Tâches à réaliser:
[1] Dans l'extrait sur Haïti, reprenez le passage compris entre « Entre la démocratie » et « ne manquent pas. », bornes incluses, en substituant « le pays » à « Haïti ».
[2] Répondez à ces questions d'après l'extrait sur Haïti :
(a) À quelle date le séisme a-t-il eu lieu ?
(b) Combien de personnes le séisme a-t-il jetées à la rue ?
(c) Quel nom porte le bidonville où s'est rendu le premier ministre Laurent Lamothe ?
[3] Rédigez la suite de l'extrait sur Haïti à partir de sa dernière phrase.

Extrait choisi:
■ ■ ■ ■ ■

Entre la démocratie et sa totale négation

MIAMI, 1er Juillet – Haïti peut-elle s’en sortir ? Pour peu qu’on décide d’aller au fond des choses, la réponse est Non. Trop tard. Pour la bonne raison que le problème a débordé le cadre dans lequel il pourrait être appréhendé, la contradiction est dans les termes mêmes de l’équation posée.
Comme un malade qui est si affaibli que le meilleur remède du monde ne peut contribuer qu’à l’affaiblir davantage.
Trop tard dans un monde trop vieux !
Et les exemples ne manquent pas.
Récemment le premier ministre Laurent Lamothe s’est transporté au nord de Port-au-Prince dans un nouveau et immense bidonville baptisé Canaan.
Comment est né Canaan ?
Le séisme du 12 janvier 2010 a jeté à la rue pas moins de 1,5 million de personnes qui envahissent les places publiques et nombre de propriétés privées dans et autour de la capitale.
Que faire ?
Sous forte pression internationale, le gouvernement Préval-Bellerive prend un décret déclarant d’utilité publique un vaste territoire au nord de la capitale.
Une organisation dirigée par l’acteur américain Sean Penn crée un village humanitaire à l’endroit dénommé Corail Ceslesse, au pied du Morne à Cabrits (Chaine des Matheux).

■ ■ ■ ■ ■

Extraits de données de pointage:
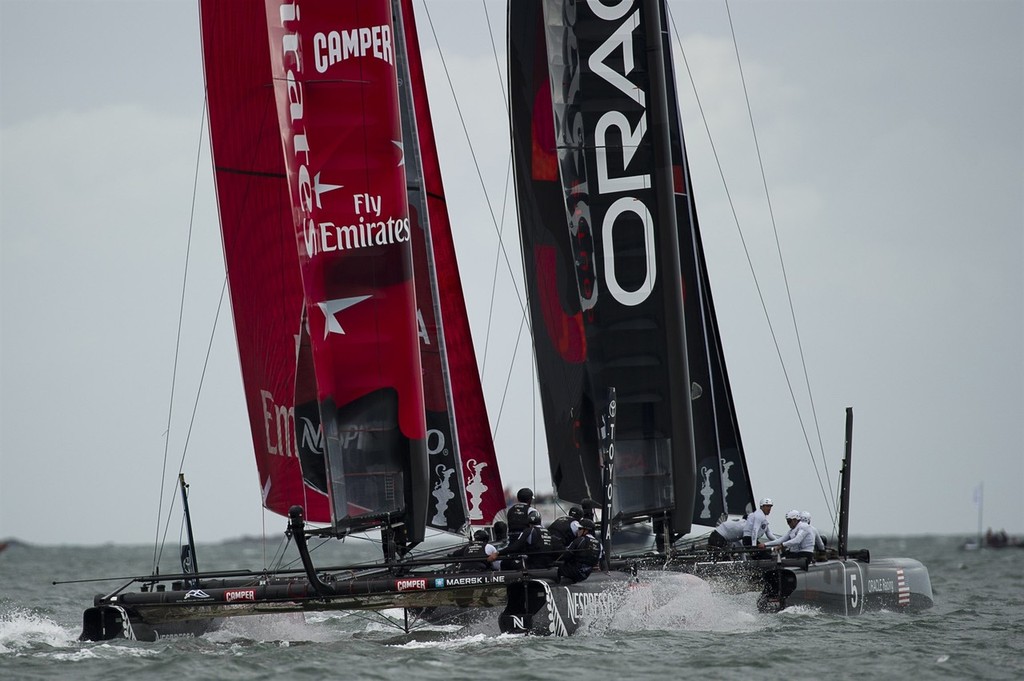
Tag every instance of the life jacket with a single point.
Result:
(543, 548)
(562, 528)
(517, 518)
(472, 550)
(588, 551)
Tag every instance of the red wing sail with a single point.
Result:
(453, 358)
(259, 243)
(337, 100)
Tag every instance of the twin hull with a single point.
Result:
(849, 587)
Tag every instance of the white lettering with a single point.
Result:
(278, 426)
(330, 48)
(629, 205)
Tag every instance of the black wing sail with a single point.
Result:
(601, 249)
(722, 480)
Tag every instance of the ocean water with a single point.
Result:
(691, 629)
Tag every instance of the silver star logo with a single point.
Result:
(331, 309)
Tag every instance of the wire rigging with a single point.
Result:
(177, 343)
(747, 251)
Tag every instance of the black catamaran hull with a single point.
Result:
(147, 615)
(849, 587)
(546, 607)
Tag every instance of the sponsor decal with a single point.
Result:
(615, 137)
(466, 581)
(589, 605)
(882, 585)
(330, 48)
(279, 425)
(411, 585)
(240, 594)
(902, 588)
(198, 594)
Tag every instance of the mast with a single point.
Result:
(844, 506)
(684, 468)
(595, 188)
(192, 542)
(607, 434)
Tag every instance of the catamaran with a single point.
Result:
(366, 406)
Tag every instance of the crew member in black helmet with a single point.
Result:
(582, 555)
(535, 543)
(480, 547)
(518, 514)
(564, 528)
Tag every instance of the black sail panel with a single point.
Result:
(616, 215)
(560, 344)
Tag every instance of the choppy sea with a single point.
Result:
(975, 630)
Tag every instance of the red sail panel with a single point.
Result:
(484, 494)
(559, 340)
(259, 243)
(337, 96)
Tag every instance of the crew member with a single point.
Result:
(757, 525)
(480, 547)
(819, 541)
(798, 543)
(518, 514)
(564, 528)
(582, 554)
(536, 543)
(727, 534)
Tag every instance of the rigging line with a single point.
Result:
(494, 270)
(494, 50)
(472, 152)
(778, 246)
(747, 253)
(177, 342)
(508, 378)
(199, 392)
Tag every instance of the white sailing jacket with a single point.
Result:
(757, 524)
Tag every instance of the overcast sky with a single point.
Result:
(891, 139)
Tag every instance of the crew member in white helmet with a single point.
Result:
(819, 542)
(727, 534)
(757, 524)
(799, 542)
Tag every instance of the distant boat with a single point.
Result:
(989, 540)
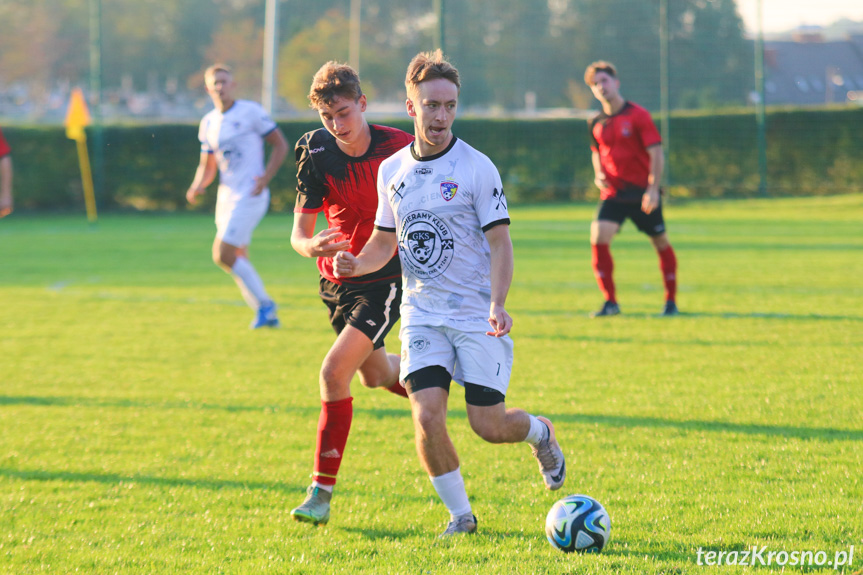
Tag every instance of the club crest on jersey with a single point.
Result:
(448, 190)
(425, 244)
(420, 343)
(626, 129)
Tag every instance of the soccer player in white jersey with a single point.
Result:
(232, 144)
(441, 203)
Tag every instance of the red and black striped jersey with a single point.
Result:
(622, 140)
(5, 150)
(345, 189)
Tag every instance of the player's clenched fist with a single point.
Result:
(345, 264)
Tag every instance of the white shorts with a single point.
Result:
(473, 357)
(237, 219)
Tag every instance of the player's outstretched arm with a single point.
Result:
(502, 265)
(599, 174)
(376, 253)
(6, 202)
(204, 176)
(324, 244)
(650, 200)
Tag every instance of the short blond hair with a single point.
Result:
(216, 68)
(429, 66)
(596, 67)
(334, 80)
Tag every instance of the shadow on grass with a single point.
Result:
(817, 433)
(381, 534)
(61, 401)
(115, 479)
(682, 315)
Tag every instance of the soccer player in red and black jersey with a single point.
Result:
(628, 162)
(5, 177)
(337, 168)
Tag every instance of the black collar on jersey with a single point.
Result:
(434, 157)
(331, 140)
(602, 115)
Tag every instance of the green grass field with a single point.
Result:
(145, 429)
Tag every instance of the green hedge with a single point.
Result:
(809, 152)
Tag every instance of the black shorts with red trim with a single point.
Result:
(372, 308)
(617, 211)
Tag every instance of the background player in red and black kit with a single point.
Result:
(627, 159)
(337, 168)
(5, 177)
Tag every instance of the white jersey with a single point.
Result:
(236, 137)
(439, 208)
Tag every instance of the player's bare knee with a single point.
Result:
(372, 380)
(331, 377)
(488, 430)
(429, 420)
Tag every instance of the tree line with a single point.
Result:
(505, 49)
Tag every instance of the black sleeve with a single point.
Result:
(590, 124)
(311, 189)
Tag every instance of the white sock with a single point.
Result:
(450, 488)
(536, 432)
(250, 283)
(328, 488)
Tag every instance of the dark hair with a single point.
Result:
(332, 81)
(599, 66)
(430, 66)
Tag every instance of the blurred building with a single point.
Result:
(809, 70)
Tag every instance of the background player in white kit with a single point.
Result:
(232, 143)
(442, 203)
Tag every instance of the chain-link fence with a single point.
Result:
(690, 62)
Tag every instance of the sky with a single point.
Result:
(781, 15)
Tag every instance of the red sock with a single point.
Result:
(668, 265)
(333, 428)
(398, 389)
(603, 269)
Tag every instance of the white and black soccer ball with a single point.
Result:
(578, 523)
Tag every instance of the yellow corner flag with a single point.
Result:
(78, 118)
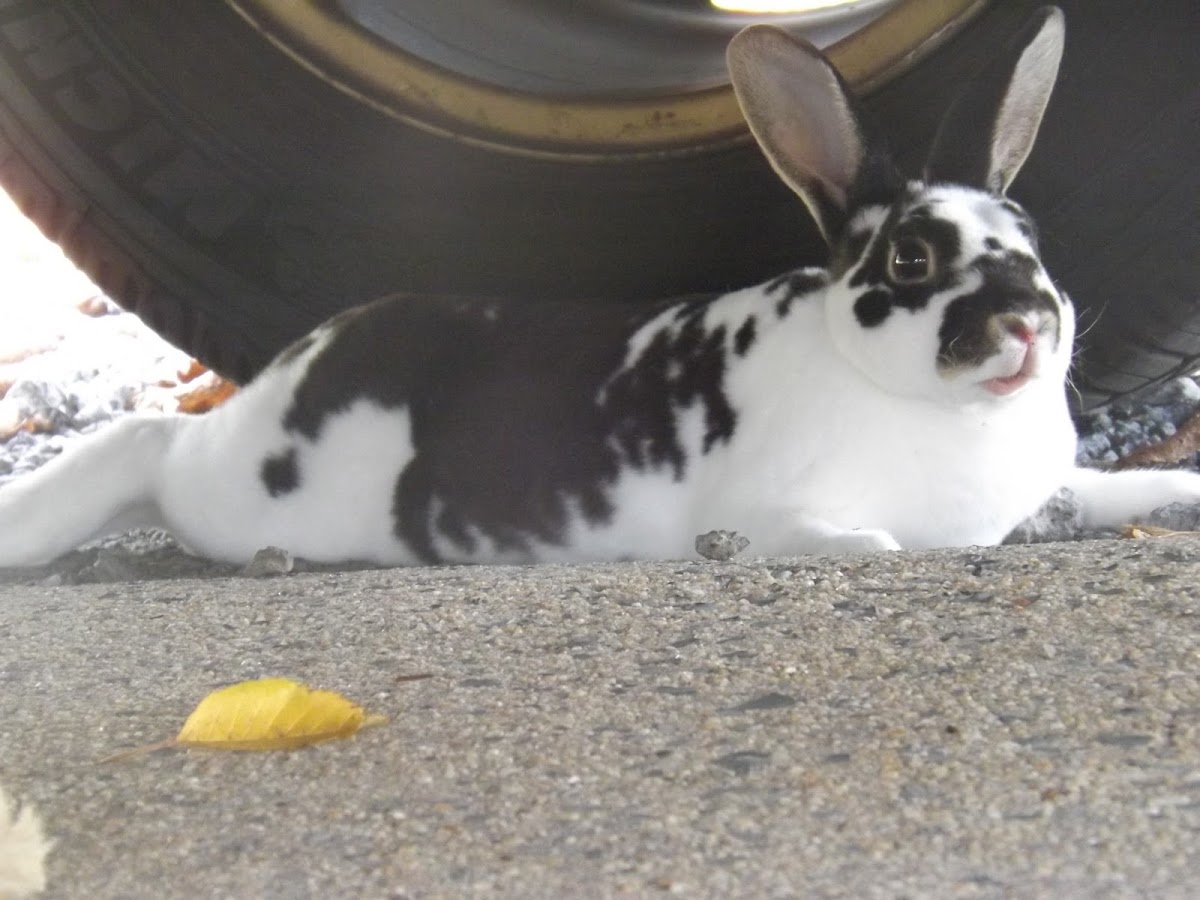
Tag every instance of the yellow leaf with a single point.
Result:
(271, 714)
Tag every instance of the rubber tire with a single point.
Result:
(233, 199)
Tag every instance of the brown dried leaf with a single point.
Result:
(271, 714)
(205, 396)
(1181, 445)
(1141, 532)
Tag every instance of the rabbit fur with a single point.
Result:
(910, 395)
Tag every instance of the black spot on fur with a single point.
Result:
(510, 441)
(745, 336)
(1025, 225)
(293, 351)
(849, 252)
(795, 286)
(682, 365)
(280, 473)
(966, 336)
(873, 307)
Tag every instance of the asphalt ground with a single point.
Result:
(993, 723)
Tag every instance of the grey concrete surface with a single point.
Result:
(1015, 721)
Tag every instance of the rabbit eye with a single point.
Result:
(911, 261)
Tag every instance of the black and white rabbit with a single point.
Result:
(911, 395)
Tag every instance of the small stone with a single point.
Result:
(1176, 516)
(269, 562)
(720, 545)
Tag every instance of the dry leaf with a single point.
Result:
(271, 714)
(1181, 445)
(1140, 532)
(203, 396)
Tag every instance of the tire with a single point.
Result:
(234, 196)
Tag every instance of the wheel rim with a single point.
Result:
(669, 118)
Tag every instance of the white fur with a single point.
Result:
(846, 437)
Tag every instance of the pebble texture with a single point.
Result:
(1009, 721)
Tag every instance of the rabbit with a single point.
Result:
(910, 395)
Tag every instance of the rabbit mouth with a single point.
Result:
(1026, 372)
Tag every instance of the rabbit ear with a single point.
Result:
(799, 113)
(989, 130)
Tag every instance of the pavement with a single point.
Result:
(988, 723)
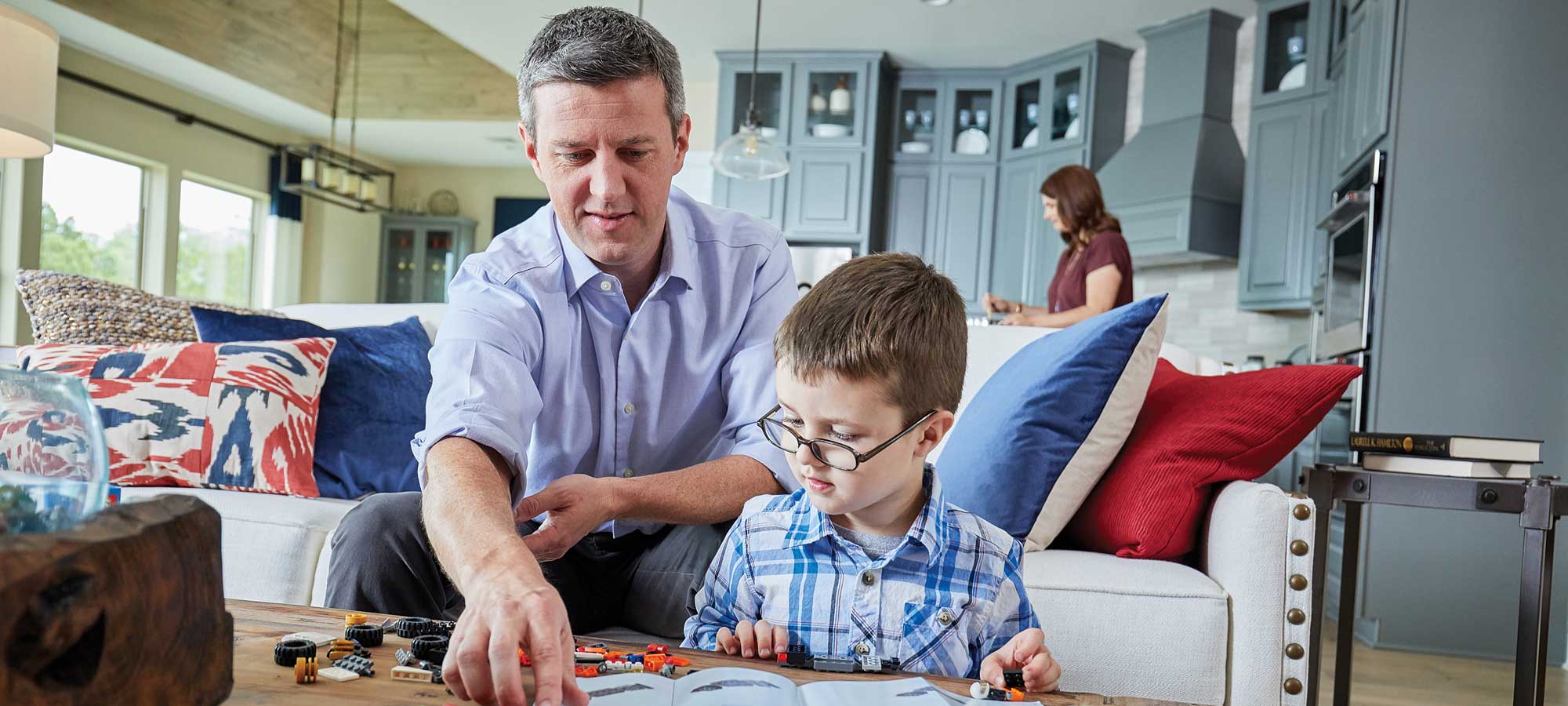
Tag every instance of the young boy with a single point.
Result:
(868, 559)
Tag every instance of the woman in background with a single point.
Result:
(1095, 272)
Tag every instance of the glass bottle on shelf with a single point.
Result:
(1285, 54)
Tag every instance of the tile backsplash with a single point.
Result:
(1207, 321)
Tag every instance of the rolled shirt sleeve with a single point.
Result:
(749, 371)
(482, 366)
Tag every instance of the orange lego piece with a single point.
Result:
(305, 671)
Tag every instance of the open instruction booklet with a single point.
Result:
(736, 686)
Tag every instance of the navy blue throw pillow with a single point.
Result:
(372, 404)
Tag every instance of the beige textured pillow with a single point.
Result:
(81, 310)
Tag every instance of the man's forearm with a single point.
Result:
(706, 493)
(468, 512)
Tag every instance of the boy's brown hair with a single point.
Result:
(887, 318)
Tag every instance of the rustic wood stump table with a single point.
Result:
(258, 682)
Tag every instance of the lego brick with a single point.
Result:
(410, 674)
(336, 674)
(313, 638)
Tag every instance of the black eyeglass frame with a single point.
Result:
(811, 445)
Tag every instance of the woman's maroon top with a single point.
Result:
(1069, 289)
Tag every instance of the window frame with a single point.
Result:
(143, 200)
(261, 206)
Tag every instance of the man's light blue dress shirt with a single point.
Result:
(540, 358)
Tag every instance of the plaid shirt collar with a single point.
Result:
(929, 530)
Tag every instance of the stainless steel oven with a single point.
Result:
(1343, 326)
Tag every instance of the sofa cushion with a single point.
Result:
(228, 417)
(1130, 627)
(1051, 420)
(372, 404)
(1197, 432)
(270, 544)
(81, 310)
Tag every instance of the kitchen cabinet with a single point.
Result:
(965, 208)
(1365, 79)
(912, 209)
(1276, 260)
(970, 202)
(824, 109)
(1291, 51)
(419, 255)
(827, 195)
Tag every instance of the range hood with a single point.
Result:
(1177, 187)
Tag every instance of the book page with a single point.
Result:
(628, 690)
(735, 686)
(901, 693)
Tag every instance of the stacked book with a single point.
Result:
(1472, 457)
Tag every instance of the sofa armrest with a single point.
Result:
(1247, 550)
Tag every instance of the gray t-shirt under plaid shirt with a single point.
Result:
(874, 545)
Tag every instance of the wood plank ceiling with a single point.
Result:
(407, 68)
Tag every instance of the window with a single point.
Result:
(217, 236)
(92, 220)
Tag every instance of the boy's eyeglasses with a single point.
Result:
(830, 453)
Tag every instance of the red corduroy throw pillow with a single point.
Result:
(1194, 434)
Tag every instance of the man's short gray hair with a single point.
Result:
(598, 46)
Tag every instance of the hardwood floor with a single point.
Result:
(1395, 679)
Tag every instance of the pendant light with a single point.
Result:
(747, 155)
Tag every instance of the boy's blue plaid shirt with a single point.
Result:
(948, 597)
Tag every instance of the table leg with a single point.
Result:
(1536, 602)
(1348, 603)
(1321, 487)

■ ■ ■ ■ ■

Résultats par tâche:
[1]
Entre la démocratie et sa totale négation

MIAMI, 1er Juillet – le pays peut-elle s’en sortir ? Pour peu qu’on décide d’aller au fond des choses, la réponse est Non. Trop tard. Pour la bonne raison que le problème a débordé le cadre dans lequel il pourrait être appréhendé, la contradiction est dans les termes mêmes de l’équation posée.
Comme un malade qui est si affaibli que le meilleur remède du monde ne peut contribuer qu’à l’affaiblir davantage.
Trop tard dans un monde trop vieux !
Et les exemples ne manquent pas.

[2]
(a) Le 12 janvier 2010.
(b) Pas moins de 1,5 million de personnes.
(c) Canaan.

[3]
Le camp Corail est d’abord un arrangement régulier de tentes comme à l’armée. De fait c’est le contingent de Marines américains dépêché après le séisme qui a procédé à son installation. Population : 9.000 personnes.

 

 

Une bombe atomique …
Mais au même moment quelques paillotes isolées s’étaient mises à apparaître de l’autre côté de la colline débouchant sur la route Nationale. C’est le versant anarchique de Corail.
Ainsi est né le nouveau bidonville dénommé Canaan et qui fait tellement peur aujourd’hui aux dirigeants parce que une verrue, une plaie immonde aux portes mêmes de la capitale.
Et surtout un immense réservoir de criminalité. Une bombe atomique capable éventuellement de tenir tout le système en échec.
On a vu également comment sont apparus les premiers résidents de Canaan.
Ceux-ci n’ont rien à voir avec les victimes véritables du séisme du 12 janvier 2010. Mais après le décret déclarant d’utilité publique cette large bande de terre, les gens ont commencé à affluer de partout pour y planter quatre poteaux et au-dessus une feuille de palmiste.
Rapidement l’utilité publique était squattérisée, ‘privatisée’, ‘cocoratisée’.
L’Etat (c’est à dire le gouvernement haïtien) n’a pas bougé. Prisonnier de sa propre impuissance. Qui est victime du séisme et qui ne l’est pas ? Comment savoir puisque l’Etat n’a pas été capable de dresser le moindre inventaire.
Les organisations humanitaires n’oseraient se prononcer, sous peine d’accusation d’ingérence, sur un sujet aussi délicat relevant du domaine strictement national.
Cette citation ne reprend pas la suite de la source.